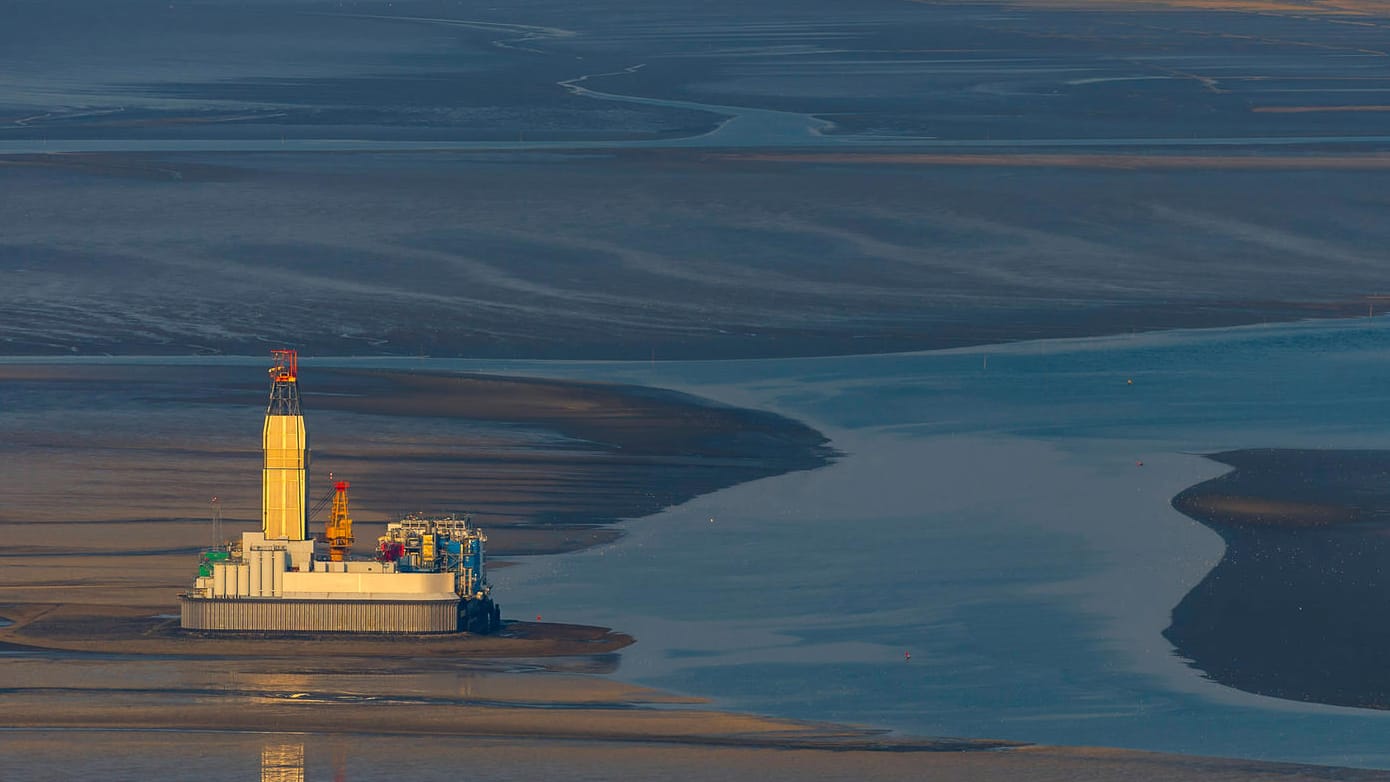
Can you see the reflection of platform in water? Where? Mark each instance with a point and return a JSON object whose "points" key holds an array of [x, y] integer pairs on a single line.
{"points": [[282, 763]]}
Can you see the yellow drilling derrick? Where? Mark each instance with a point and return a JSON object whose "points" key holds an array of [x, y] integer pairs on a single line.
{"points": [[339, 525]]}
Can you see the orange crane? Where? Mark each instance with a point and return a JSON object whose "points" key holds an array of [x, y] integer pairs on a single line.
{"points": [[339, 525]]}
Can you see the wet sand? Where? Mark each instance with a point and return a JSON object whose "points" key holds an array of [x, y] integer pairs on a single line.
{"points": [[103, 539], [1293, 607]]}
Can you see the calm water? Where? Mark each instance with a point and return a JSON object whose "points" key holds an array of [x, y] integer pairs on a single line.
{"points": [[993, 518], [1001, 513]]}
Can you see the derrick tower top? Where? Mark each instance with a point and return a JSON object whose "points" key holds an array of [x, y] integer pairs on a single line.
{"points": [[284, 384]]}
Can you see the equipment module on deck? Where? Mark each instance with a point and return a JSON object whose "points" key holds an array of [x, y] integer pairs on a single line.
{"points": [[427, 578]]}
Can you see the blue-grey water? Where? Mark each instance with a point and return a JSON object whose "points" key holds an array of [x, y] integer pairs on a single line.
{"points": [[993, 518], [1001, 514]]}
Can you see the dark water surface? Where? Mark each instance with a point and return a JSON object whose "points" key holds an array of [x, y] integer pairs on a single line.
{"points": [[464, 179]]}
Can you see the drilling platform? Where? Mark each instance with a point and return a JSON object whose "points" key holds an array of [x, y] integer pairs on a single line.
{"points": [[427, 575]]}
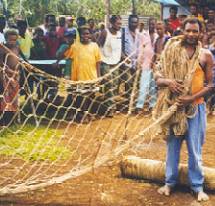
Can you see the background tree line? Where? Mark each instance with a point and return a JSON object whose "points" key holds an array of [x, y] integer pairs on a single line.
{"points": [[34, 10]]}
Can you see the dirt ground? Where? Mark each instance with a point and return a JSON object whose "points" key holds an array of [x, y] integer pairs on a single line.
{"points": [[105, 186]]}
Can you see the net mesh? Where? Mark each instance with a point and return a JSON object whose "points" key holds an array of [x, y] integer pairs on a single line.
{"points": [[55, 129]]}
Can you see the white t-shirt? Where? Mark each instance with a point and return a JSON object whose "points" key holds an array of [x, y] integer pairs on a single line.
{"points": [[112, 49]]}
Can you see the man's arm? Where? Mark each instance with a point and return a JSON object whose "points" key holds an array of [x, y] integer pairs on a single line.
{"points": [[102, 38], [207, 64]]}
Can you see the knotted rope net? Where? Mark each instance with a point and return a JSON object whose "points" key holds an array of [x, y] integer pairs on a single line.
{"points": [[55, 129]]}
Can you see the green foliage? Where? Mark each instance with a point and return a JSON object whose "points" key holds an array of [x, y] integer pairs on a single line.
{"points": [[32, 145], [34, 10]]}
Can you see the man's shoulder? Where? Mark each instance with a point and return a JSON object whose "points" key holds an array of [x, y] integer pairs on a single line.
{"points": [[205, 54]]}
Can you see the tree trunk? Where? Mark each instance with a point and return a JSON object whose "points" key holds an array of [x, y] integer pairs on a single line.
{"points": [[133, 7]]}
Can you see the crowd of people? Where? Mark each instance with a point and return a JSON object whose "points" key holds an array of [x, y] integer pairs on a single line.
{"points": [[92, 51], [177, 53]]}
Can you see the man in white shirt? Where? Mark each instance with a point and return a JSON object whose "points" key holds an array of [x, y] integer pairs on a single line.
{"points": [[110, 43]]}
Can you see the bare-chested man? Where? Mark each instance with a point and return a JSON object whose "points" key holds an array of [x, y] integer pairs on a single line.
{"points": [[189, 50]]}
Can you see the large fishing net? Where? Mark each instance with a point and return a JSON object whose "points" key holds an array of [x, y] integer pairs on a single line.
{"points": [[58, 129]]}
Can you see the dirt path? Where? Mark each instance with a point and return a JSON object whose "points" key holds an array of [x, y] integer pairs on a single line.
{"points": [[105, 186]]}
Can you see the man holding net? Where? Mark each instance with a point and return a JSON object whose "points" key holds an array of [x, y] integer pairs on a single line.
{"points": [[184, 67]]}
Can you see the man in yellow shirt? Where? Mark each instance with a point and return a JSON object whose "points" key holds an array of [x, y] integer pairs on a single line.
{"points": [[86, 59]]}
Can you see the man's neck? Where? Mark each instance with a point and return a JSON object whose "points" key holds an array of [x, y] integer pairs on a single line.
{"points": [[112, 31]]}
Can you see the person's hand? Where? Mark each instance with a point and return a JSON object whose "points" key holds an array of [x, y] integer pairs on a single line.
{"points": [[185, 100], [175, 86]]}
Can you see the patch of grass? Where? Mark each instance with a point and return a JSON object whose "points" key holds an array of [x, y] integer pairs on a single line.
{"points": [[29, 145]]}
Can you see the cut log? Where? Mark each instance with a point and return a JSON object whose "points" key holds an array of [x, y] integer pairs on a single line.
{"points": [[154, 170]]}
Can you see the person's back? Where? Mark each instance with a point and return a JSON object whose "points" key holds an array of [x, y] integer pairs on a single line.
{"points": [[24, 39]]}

::::::::::

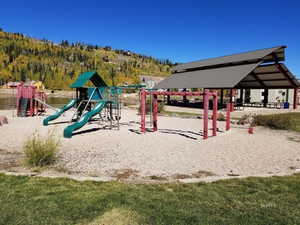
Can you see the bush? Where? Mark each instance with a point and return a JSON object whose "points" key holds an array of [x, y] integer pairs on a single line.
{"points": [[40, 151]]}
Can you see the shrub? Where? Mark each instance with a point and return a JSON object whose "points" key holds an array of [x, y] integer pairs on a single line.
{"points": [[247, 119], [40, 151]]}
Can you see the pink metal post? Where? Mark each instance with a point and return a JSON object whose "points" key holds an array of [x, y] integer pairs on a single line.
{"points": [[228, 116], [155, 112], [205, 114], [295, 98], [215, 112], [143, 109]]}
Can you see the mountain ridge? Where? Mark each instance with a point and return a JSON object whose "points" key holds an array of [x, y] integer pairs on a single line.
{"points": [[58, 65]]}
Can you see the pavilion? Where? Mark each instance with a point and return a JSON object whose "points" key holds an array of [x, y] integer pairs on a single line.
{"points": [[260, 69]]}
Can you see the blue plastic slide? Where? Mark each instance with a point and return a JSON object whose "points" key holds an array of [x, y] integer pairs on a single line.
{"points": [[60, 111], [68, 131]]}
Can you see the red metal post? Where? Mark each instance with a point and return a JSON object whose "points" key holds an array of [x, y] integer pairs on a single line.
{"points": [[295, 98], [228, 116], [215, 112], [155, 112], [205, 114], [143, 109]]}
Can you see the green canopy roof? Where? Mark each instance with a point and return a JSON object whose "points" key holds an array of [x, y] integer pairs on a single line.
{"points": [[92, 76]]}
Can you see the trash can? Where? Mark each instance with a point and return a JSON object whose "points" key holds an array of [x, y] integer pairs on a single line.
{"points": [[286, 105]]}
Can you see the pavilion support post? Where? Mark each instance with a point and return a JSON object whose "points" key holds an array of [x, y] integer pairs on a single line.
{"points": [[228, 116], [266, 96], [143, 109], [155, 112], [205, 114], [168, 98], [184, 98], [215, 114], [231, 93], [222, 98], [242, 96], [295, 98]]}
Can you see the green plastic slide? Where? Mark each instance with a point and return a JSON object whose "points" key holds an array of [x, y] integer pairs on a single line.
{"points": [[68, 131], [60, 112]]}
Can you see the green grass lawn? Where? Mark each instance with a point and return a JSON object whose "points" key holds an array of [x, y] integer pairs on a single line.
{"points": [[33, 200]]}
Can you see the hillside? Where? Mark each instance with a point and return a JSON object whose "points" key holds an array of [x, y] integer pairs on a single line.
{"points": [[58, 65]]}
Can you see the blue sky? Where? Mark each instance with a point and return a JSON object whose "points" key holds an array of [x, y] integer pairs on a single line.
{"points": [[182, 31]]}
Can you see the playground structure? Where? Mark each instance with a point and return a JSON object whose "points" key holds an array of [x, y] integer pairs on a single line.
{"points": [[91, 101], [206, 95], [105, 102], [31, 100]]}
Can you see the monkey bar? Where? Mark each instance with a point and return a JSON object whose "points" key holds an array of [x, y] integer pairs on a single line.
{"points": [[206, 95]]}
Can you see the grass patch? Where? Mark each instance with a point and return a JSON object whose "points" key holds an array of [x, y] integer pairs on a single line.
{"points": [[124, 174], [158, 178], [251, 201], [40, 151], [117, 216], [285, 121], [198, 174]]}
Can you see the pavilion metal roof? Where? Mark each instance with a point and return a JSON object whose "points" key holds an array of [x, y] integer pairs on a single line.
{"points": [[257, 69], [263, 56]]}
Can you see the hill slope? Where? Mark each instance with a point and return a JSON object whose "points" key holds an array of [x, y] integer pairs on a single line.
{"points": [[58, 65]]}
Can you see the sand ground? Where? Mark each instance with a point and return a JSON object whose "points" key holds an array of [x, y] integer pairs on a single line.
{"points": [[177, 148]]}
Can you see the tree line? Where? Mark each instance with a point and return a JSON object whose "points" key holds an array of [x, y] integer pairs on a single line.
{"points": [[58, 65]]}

::::::::::

**TASK BRIEF:** Collect each line of the records that contains the word "patch" and copy those lines out in full.

**SOLVED PROBLEM:**
Can you see the patch of grass? Where? Mark each instance with a point and return a JSON object whose "points" key holds an array of [x, y] integer pairs on a single line.
Can you see the grass patch? Where? Mark each instance with a point and return a JSON object whose "points" key holds an array of [x, y] integer pairs on a single line.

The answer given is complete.